Text provided
Natural Rationality | decision-making in the economy of nature

12/12/07

Two New Papers on Natural Rationality

Hardy-Vallée, B. (forthcoming). Decision-Making in the Economy of Nature: Information as Value. In G. Terzis & R. Arp (Eds.), Information and Living Systems: Essays in Philosophy of Biology. Cambridge, MA: MIT Press.

This chapter analyzes and discusses one of the most important uses of information in the biological world: decision-making. I will first present a fundamental principle introduced by Darwin, the idea of an “economy of nature,” by which decision-making can be understood. Following this principle, I then argue that biological decision-making should be construed as goal-oriented, value-based information processing. I propose a value-based account of neural information, where information is primarily economic and relative to goal achievement. If living beings (I focus here on animals) are biological decision-makers, we may expect that their behavior would be coherent with the pursuit of certain goals (either ultimate or instrumental) and that their behavioral control mechanisms would be endowed with goal-directed and valuation mechanisms. These expectations, I argue, are supported by behavioral ecology and decision neuroscience. Together, they provide a rich, biological account of decision-making that should be integrated in a wider concept of ‘natural rationality’.


Hardy-Vallee B. (submitted) Natural Rationality and the Psychology of Decision: Beyond bounded and ecological rationality

Decision-making is usually a secondary topic in psychology, relegated to the last chapters of textbooks. It pictures decision-making mostly as a deliberative task and rationality as a matter of idealization. This conception also suggests that psychology should either document human failures to comply with rational-choice standards (bounded rationality) or detail how mental mechanisms are ecologically rational (ecological rationality). This conception, I argue, runs into many problems: descriptive (section 2), conceptual (section 3) and normative (section 4). I suggest that psychology and philosophy need another—wider—conception of rationality, that goes beyond bounded and ecological rationality (section 5).

(Stored dataset items)
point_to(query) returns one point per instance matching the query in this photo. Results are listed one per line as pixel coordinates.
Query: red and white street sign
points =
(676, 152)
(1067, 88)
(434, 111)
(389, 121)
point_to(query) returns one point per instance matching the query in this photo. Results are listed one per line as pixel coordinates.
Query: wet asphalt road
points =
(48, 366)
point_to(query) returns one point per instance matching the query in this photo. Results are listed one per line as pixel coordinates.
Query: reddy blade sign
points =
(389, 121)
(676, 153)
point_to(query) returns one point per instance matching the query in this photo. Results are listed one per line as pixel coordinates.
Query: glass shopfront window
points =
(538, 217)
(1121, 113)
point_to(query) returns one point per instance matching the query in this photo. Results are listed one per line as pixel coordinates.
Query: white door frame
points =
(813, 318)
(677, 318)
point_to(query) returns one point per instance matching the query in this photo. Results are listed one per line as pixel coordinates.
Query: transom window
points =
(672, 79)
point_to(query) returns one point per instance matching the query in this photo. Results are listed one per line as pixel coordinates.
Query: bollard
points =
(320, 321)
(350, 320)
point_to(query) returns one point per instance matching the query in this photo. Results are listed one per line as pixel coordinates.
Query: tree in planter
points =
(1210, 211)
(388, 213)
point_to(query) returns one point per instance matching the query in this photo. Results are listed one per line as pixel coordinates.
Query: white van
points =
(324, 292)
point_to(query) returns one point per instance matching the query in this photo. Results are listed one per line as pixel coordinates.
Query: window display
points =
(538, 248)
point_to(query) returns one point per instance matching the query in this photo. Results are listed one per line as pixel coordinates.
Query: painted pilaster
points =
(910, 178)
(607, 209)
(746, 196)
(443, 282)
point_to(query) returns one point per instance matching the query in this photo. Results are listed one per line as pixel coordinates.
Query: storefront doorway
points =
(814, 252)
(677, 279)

Problems and tasks
1: The second paper described in the natural rationality text says the usual conception of decision-making runs into several kinds of problems. List each kind along with the section number given for it.
2: Condense the paragraph of the natural rationality text beginning "Decision-making is usually a secondary topic" into a short bulleted list that keeps its main points.
3: Quote the natural rationality text between "Decision-making is usually" and "rationality (section 5).", inclusive.

Your written answers
1:
- Descriptive (section 2)
- Conceptual (section 3)
- Normative (section 4)

2:
- Psychology usually treats decision-making as a secondary topic, left to the last chapters of textbooks.
- It pictures decision-making mostly as a deliberative task and rationality as a matter of idealization.
- This conception suggests psychology should either document human failures to meet rational-choice standards (bounded rationality) or detail how mental mechanisms are ecologically rational (ecological rationality).
- The conception faces descriptive (section 2), conceptual (section 3) and normative (section 4) problems.
- Psychology and philosophy need a wider conception of rationality that goes beyond bounded and ecological rationality (section 5).

3:
Decision-making is usually a secondary topic in psychology, relegated to the last chapters of textbooks. It pictures decision-making mostly as a deliberative task and rationality as a matter of idealization. This conception also suggests that psychology should either document human failures to comply with rational-choice standards (bounded rationality) or detail how mental mechanisms are ecologically rational (ecological rationality). This conception, I argue, runs into many problems: descriptive (section 2), conceptual (section 3) and normative (section 4). I suggest that psychology and philosophy need another—wider—conception of rationality, that goes beyond bounded and ecological rationality (section 5).